● **WHAT TO PRODUCE**: Count the lines in the material below that contain the word "lamp" and reply with only that number.

** start of SUPPLIED MATERIAL **

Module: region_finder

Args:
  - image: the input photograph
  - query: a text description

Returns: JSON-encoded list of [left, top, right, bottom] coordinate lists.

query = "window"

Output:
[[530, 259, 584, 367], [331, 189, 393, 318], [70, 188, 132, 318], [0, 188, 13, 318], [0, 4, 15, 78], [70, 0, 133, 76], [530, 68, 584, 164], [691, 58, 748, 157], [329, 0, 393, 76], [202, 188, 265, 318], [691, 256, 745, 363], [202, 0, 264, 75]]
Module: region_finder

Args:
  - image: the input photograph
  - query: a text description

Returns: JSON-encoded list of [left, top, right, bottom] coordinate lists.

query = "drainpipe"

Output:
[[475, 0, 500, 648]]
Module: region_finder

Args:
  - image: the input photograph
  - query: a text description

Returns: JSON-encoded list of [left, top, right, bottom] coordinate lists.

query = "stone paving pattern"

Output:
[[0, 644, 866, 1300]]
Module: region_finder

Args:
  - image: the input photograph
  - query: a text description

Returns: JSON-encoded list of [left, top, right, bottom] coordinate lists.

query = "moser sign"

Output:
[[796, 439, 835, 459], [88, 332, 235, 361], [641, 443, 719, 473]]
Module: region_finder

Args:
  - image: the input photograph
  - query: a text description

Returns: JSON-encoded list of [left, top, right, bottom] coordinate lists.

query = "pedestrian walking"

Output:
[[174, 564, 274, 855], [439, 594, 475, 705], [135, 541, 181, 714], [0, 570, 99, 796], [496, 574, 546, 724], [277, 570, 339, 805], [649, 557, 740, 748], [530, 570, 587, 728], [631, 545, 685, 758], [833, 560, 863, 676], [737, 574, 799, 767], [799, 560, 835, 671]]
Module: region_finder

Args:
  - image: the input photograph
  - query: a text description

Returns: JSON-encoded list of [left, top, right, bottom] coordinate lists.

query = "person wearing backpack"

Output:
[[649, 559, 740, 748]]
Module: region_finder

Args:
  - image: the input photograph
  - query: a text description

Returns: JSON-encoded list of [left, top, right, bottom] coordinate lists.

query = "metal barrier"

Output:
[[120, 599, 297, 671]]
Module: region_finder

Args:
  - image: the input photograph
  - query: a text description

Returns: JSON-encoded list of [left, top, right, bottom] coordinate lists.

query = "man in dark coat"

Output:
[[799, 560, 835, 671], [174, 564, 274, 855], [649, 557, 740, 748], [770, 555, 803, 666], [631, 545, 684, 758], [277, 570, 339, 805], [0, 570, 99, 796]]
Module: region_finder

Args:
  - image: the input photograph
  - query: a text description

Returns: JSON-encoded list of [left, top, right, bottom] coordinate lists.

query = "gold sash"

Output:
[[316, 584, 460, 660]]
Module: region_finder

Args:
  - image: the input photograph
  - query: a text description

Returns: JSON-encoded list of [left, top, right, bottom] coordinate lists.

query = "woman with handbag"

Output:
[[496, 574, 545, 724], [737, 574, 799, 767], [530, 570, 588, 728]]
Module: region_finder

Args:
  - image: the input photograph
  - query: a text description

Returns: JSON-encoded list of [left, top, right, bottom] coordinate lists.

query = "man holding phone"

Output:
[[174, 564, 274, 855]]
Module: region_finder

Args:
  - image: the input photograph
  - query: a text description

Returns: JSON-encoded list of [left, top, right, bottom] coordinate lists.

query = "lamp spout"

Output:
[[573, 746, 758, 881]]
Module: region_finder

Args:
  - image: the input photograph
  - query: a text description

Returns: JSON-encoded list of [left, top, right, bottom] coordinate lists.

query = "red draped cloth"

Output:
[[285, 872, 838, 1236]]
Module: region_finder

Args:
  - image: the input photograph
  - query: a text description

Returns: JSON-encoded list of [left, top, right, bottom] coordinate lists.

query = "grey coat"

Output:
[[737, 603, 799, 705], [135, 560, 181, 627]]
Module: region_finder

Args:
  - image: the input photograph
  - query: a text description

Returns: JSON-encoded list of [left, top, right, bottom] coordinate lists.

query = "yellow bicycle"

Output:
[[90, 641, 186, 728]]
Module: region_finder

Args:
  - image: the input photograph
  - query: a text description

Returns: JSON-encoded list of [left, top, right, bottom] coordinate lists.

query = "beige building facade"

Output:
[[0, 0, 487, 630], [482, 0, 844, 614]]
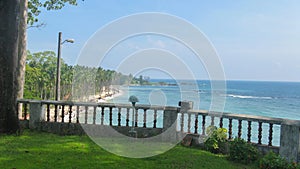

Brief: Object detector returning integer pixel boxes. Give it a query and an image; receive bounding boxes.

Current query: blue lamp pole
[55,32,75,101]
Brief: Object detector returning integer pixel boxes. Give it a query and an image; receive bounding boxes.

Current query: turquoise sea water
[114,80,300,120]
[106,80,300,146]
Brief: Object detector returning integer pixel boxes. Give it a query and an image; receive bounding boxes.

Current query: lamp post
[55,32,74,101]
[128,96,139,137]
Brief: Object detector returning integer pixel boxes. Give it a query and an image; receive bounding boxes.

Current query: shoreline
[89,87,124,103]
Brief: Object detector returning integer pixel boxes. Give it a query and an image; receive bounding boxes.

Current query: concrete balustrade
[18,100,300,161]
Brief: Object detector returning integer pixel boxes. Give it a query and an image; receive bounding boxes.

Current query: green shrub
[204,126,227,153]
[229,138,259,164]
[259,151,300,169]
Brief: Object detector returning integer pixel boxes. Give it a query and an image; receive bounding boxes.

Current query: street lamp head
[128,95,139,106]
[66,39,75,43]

** end of SUPPLIED MATERIAL **
** start of SUPPLIED MATERIAL **

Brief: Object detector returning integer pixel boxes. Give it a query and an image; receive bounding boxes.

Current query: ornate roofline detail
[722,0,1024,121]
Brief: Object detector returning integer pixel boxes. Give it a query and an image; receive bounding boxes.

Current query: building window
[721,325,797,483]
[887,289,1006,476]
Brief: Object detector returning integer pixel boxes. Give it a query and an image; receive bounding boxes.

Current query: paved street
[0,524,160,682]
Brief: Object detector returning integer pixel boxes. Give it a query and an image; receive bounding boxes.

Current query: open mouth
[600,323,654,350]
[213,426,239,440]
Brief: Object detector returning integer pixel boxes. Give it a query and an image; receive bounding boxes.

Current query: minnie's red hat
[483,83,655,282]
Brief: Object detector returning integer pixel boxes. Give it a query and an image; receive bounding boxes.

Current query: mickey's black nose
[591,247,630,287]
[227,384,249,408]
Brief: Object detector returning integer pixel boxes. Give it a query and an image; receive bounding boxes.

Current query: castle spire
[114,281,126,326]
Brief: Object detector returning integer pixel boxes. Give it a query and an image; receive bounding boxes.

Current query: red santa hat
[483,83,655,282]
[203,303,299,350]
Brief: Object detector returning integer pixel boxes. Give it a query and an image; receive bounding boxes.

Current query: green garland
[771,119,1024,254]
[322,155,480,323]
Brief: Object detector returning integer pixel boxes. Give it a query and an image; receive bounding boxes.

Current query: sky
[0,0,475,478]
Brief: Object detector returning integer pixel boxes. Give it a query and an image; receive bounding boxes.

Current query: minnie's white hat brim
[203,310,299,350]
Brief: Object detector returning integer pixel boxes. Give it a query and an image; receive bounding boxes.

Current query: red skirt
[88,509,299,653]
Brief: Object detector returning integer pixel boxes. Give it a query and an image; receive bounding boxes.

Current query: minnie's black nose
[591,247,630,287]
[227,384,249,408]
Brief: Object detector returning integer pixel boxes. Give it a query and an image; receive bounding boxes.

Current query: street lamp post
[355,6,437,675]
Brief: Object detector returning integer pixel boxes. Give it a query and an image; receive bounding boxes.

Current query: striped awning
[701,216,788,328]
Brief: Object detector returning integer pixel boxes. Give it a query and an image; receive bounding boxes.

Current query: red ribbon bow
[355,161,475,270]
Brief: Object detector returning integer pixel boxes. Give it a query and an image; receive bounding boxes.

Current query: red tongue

** end of SUPPLIED MATERIAL **

● **WORKED ANSWER**: 5